### [Assigned task]
Write out the line with "Target: person's head" and each line after it to the end of the material, exactly as they appear and with nothing else.

### [Supplied data]
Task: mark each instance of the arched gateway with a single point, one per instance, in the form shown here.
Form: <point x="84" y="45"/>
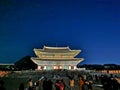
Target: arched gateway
<point x="50" y="58"/>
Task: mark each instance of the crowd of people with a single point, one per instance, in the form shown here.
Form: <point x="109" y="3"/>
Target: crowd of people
<point x="58" y="83"/>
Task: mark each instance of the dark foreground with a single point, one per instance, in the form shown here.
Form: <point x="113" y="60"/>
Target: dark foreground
<point x="13" y="80"/>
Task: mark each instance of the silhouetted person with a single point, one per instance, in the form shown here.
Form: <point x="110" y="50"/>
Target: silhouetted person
<point x="21" y="87"/>
<point x="50" y="83"/>
<point x="2" y="85"/>
<point x="30" y="87"/>
<point x="45" y="84"/>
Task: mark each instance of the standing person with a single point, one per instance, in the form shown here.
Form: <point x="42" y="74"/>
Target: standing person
<point x="45" y="84"/>
<point x="56" y="86"/>
<point x="60" y="85"/>
<point x="30" y="84"/>
<point x="2" y="85"/>
<point x="50" y="84"/>
<point x="21" y="87"/>
<point x="72" y="84"/>
<point x="38" y="85"/>
<point x="81" y="83"/>
<point x="63" y="83"/>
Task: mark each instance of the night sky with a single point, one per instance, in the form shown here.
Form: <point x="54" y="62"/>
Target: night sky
<point x="90" y="25"/>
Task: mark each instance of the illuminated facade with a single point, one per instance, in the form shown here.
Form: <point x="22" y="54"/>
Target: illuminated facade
<point x="50" y="58"/>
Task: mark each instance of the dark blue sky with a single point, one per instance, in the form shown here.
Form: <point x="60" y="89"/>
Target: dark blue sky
<point x="90" y="25"/>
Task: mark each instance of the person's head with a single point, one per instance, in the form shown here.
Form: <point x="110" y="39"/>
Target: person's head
<point x="30" y="79"/>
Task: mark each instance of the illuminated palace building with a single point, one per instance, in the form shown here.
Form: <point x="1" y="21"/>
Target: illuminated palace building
<point x="50" y="58"/>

### [Answer space]
Target: person's head
<point x="30" y="79"/>
Task: mark each instance of the illuminated palace building with a single point, one per instance, in the form shown here.
Form: <point x="1" y="21"/>
Target: illuminated palace building
<point x="50" y="58"/>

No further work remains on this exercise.